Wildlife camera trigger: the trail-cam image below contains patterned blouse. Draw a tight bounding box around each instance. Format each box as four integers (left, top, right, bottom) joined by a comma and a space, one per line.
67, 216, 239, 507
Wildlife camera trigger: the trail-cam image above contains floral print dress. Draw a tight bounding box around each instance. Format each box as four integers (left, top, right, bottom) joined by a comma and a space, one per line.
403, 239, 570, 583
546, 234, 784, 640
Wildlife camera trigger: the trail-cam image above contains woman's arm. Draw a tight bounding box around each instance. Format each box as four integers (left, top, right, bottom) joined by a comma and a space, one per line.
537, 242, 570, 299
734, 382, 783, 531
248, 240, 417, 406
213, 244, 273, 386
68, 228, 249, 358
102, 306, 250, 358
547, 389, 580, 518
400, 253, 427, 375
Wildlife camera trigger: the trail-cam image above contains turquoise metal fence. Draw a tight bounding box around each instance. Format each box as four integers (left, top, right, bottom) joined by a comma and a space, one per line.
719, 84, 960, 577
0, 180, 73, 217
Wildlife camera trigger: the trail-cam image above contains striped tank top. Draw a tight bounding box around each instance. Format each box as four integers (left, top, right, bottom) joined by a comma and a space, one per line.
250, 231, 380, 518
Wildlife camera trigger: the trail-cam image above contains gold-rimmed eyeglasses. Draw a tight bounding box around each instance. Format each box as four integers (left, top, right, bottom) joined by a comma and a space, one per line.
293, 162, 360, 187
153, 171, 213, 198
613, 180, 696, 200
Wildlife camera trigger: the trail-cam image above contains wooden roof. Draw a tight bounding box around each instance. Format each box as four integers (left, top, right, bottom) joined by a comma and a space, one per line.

==============================

#### [YOUR GOAL]
Revise all the lines above by changing each "tight bounding box" to "close-fitting bounding box" and leaving everything else as it is.

#### [FULL ANSWER]
Wildlife camera trigger: the trail-cam image below contains patterned blouse. Draw a close-fitting bounding box around each instance. Format each box as four integers (left, top, right, bottom) joined by a comma and a space, one per line.
67, 216, 239, 507
Wildlife camera trigger: the trail-cam image above contains floral print dress. Draw a close-fitting bounding box around each instance. Format each box as four integers (left, top, right, bottom) joined by a comma and a space, one per line.
403, 239, 570, 583
546, 234, 784, 640
Wildlife camera trigger: the trail-cam image above contains woman's arm. Draw a close-fitting bounding box around each instance. Format each box as four integers (left, top, right, bottom) joined by a comma and a space, one per line.
537, 242, 570, 299
734, 382, 783, 531
248, 240, 417, 406
213, 244, 273, 386
68, 228, 249, 358
102, 306, 250, 358
547, 389, 580, 518
400, 253, 427, 375
Wildlife camera trigger: the trail-cam image above contains turquoise metal fence. Draw a close-fitting bounding box around each instance. Format each box as four integers (left, top, right, bottom) joined by a comma and a space, one per line.
719, 84, 960, 577
0, 180, 73, 217
Wildlife camera trigger: the trail-cam image above contains striped tank top. Draw a close-fitting bounding box around each instance. Format each box as four integers (left, top, right, bottom) joined by a comma and a space, one per line.
250, 231, 380, 518
Wildlife camera trigger: the trail-cam image above contains gold-rimmed eyeglasses. Draw a close-fitting bounding box around each instance. Format each box as four integers (left, top, right, bottom) joined by a comma and a space, one per line.
293, 162, 360, 187
153, 171, 213, 198
613, 180, 696, 200
Wildlife camera trigger: the trail-cam image above contains wooden roof. Draw a close-fitting bounding box around each instance. Format each box as four integers (left, top, right, bottom) joined by a comma and a space, one per line.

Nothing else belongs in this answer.